### EXTRACTED TEXT:
-- start --

Among the other contemporary challenges Lott explores in “The Human Condition” are the issues of environmental degradation and the disastrous consequences of compassion fatigue. In “Drowning in Denial,” Lott tackles the Great Pacific Garbage Patch, which she develops further in her painting “The State if Apathy Produces Monsters.” The latter features the effects of this environmental phenomenon on marine wildlife and takes its title from Spanish painter Francisco de Goya’s famously titled “The Sleep of Reason Produces Monsters.” The thematic use of cool blue tones belies Lott’s rational, mostly realist approach to her subjects. She is an educator, she is explicit, her viewpoint is streamlined and focused.

Among the regional artists showing alongside Lott are Michael T. O’Bannon and Benjamin Cook. O’Bannon’s large-scale painting, “History of the World,” depicts in its repeating imagery the artist’s memory of the revelations of torture and mistreatment of the Abu Ghraib detainees. He expresses what he feels the experience taught him about the innate brutality of humans. Cook’s two large-scale paintings, like Lott’s “Lifelines,” take photorealistic figurative portraits and hybridize humans with technological components.

In addition to paintings, “The Human Experience” also includes photography, mixed-media works and sculpture.

‘The Human Condition’
July 5-Aug. 19
Pyro Gallery
624 W Main St. • 587-0106
Opening Receptions: July 6 & Aug. 3, 6 p.m.

-- end --

### EXTRACTED RECORDS:
-- start --

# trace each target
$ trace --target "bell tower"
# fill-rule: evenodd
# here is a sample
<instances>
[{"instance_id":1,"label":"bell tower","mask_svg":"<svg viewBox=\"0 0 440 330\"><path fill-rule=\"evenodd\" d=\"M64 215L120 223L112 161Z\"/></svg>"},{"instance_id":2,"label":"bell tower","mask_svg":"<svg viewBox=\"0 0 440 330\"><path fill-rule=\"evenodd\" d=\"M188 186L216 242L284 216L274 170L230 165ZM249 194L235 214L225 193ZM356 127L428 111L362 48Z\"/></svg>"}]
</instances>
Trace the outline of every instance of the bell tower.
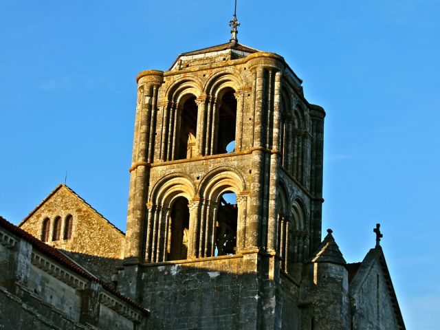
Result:
<instances>
[{"instance_id":1,"label":"bell tower","mask_svg":"<svg viewBox=\"0 0 440 330\"><path fill-rule=\"evenodd\" d=\"M228 329L278 329L299 315L321 241L325 113L283 57L230 25L230 43L137 77L120 286L158 309L160 329L216 329L197 316L208 305Z\"/></svg>"}]
</instances>

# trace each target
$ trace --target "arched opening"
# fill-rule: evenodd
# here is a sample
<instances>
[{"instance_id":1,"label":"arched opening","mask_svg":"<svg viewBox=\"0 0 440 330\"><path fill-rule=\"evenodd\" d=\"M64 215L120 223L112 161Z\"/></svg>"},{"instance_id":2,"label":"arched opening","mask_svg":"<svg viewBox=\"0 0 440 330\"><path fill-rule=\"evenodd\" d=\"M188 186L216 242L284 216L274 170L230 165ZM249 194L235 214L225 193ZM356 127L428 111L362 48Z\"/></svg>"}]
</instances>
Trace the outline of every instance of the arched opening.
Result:
<instances>
[{"instance_id":1,"label":"arched opening","mask_svg":"<svg viewBox=\"0 0 440 330\"><path fill-rule=\"evenodd\" d=\"M52 241L60 239L61 234L61 217L56 217L54 220L54 231L52 232Z\"/></svg>"},{"instance_id":2,"label":"arched opening","mask_svg":"<svg viewBox=\"0 0 440 330\"><path fill-rule=\"evenodd\" d=\"M215 221L215 256L236 253L236 230L239 210L236 195L226 191L220 196Z\"/></svg>"},{"instance_id":3,"label":"arched opening","mask_svg":"<svg viewBox=\"0 0 440 330\"><path fill-rule=\"evenodd\" d=\"M179 148L176 160L191 158L196 155L195 142L197 133L197 104L196 97L191 96L184 102L180 115Z\"/></svg>"},{"instance_id":4,"label":"arched opening","mask_svg":"<svg viewBox=\"0 0 440 330\"><path fill-rule=\"evenodd\" d=\"M190 211L188 199L178 197L171 207L168 228L167 260L182 260L188 256Z\"/></svg>"},{"instance_id":5,"label":"arched opening","mask_svg":"<svg viewBox=\"0 0 440 330\"><path fill-rule=\"evenodd\" d=\"M234 89L228 88L220 99L220 109L217 118L217 153L232 152L235 148L236 100L234 93ZM227 147L232 142L234 142L234 147L231 151L228 151Z\"/></svg>"},{"instance_id":6,"label":"arched opening","mask_svg":"<svg viewBox=\"0 0 440 330\"><path fill-rule=\"evenodd\" d=\"M41 241L43 242L49 241L49 232L50 232L50 219L46 218L43 221L41 227Z\"/></svg>"},{"instance_id":7,"label":"arched opening","mask_svg":"<svg viewBox=\"0 0 440 330\"><path fill-rule=\"evenodd\" d=\"M70 239L72 237L72 228L74 224L74 217L72 214L66 217L64 221L64 232L63 233L63 239Z\"/></svg>"}]
</instances>

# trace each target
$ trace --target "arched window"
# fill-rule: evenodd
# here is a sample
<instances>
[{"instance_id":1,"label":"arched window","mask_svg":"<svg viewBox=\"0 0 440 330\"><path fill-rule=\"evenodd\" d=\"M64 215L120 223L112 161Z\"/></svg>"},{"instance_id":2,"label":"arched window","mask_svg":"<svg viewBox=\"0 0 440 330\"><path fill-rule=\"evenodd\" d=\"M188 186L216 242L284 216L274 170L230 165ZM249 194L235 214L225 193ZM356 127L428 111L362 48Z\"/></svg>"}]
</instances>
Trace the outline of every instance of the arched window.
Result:
<instances>
[{"instance_id":1,"label":"arched window","mask_svg":"<svg viewBox=\"0 0 440 330\"><path fill-rule=\"evenodd\" d=\"M235 141L235 129L236 126L236 100L234 95L234 91L231 88L226 89L218 104L218 111L215 118L215 140L217 141L214 153L226 153L234 151L230 149Z\"/></svg>"},{"instance_id":2,"label":"arched window","mask_svg":"<svg viewBox=\"0 0 440 330\"><path fill-rule=\"evenodd\" d=\"M50 232L50 219L46 218L43 221L41 227L41 241L47 242L49 241L49 232Z\"/></svg>"},{"instance_id":3,"label":"arched window","mask_svg":"<svg viewBox=\"0 0 440 330\"><path fill-rule=\"evenodd\" d=\"M61 217L56 217L54 220L54 231L52 232L52 241L60 239L61 234Z\"/></svg>"},{"instance_id":4,"label":"arched window","mask_svg":"<svg viewBox=\"0 0 440 330\"><path fill-rule=\"evenodd\" d=\"M220 197L215 221L215 256L236 253L237 219L236 196L227 191Z\"/></svg>"},{"instance_id":5,"label":"arched window","mask_svg":"<svg viewBox=\"0 0 440 330\"><path fill-rule=\"evenodd\" d=\"M280 267L285 272L287 272L289 263L291 262L289 252L292 250L292 230L290 228L289 214L287 211L289 204L289 197L285 190L281 187L278 190L277 204L276 253L280 259Z\"/></svg>"},{"instance_id":6,"label":"arched window","mask_svg":"<svg viewBox=\"0 0 440 330\"><path fill-rule=\"evenodd\" d=\"M196 155L197 134L197 104L195 96L190 96L183 104L179 119L177 154L175 160L185 160Z\"/></svg>"},{"instance_id":7,"label":"arched window","mask_svg":"<svg viewBox=\"0 0 440 330\"><path fill-rule=\"evenodd\" d=\"M178 197L171 207L167 238L167 260L186 259L188 256L190 212L188 200Z\"/></svg>"},{"instance_id":8,"label":"arched window","mask_svg":"<svg viewBox=\"0 0 440 330\"><path fill-rule=\"evenodd\" d=\"M292 217L295 228L293 232L294 263L302 263L309 256L309 232L306 230L305 212L295 201L292 205Z\"/></svg>"},{"instance_id":9,"label":"arched window","mask_svg":"<svg viewBox=\"0 0 440 330\"><path fill-rule=\"evenodd\" d=\"M306 116L301 107L296 107L294 118L294 131L292 134L293 168L292 175L302 185L306 184L307 168L309 161L307 147L310 133L307 131Z\"/></svg>"},{"instance_id":10,"label":"arched window","mask_svg":"<svg viewBox=\"0 0 440 330\"><path fill-rule=\"evenodd\" d=\"M74 225L74 217L72 214L69 214L64 220L64 232L63 233L63 239L70 239L72 237L72 228Z\"/></svg>"}]
</instances>

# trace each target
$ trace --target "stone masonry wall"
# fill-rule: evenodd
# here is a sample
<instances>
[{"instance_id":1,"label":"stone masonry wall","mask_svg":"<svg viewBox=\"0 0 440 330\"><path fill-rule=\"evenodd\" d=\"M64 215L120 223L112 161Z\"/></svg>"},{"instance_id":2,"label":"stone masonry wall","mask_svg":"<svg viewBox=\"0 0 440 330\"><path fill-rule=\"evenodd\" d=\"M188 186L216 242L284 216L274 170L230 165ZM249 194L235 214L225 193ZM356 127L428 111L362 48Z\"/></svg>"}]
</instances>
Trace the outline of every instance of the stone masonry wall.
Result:
<instances>
[{"instance_id":1,"label":"stone masonry wall","mask_svg":"<svg viewBox=\"0 0 440 330\"><path fill-rule=\"evenodd\" d=\"M255 257L144 267L141 296L151 307L151 329L257 329Z\"/></svg>"},{"instance_id":2,"label":"stone masonry wall","mask_svg":"<svg viewBox=\"0 0 440 330\"><path fill-rule=\"evenodd\" d=\"M65 219L73 216L71 239L63 239ZM61 217L60 239L52 241L54 220ZM69 188L61 186L20 228L41 239L43 221L50 219L47 243L54 248L79 254L109 258L120 258L123 251L124 234L88 206Z\"/></svg>"},{"instance_id":3,"label":"stone masonry wall","mask_svg":"<svg viewBox=\"0 0 440 330\"><path fill-rule=\"evenodd\" d=\"M400 329L380 263L375 263L353 298L355 305L353 330Z\"/></svg>"}]
</instances>

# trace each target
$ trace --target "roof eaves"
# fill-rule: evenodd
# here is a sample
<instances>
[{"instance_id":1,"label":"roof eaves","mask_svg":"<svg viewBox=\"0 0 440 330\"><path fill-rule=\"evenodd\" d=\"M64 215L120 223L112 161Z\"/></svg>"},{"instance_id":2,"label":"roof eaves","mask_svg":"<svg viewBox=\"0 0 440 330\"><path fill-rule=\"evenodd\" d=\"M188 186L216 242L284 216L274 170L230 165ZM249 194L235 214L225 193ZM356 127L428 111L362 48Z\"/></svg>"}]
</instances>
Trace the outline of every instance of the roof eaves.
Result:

-- end --

### PARTS OF THE EXERCISE:
a) Quote the exhibition review between "Among the regional" and "with technological components.", inclusive.
b) In one to three sentences, explain what the repeating imagery in O'Bannon's "History of the World" draws on and what he expresses through it, according to the exhibition review.

### OUTPUTS FOR THE TASKS:
a)
Among the regional artists showing alongside Lott are Michael T. O’Bannon and Benjamin Cook. O’Bannon’s large-scale painting, “History of the World,” depicts in its repeating imagery the artist’s memory of the revelations of torture and mistreatment of the Abu Ghraib detainees. He expresses what he feels the experience taught him about the innate brutality of humans. Cook’s two large-scale paintings, like Lott’s “Lifelines,” take photorealistic figurative portraits and hybridize humans with technological components.

b) The repeating imagery depicts O'Bannon's memory of the revelations of torture and mistreatment of the Abu Ghraib detainees. Through it, he expresses what he feels that experience taught him about the innate brutality of humans.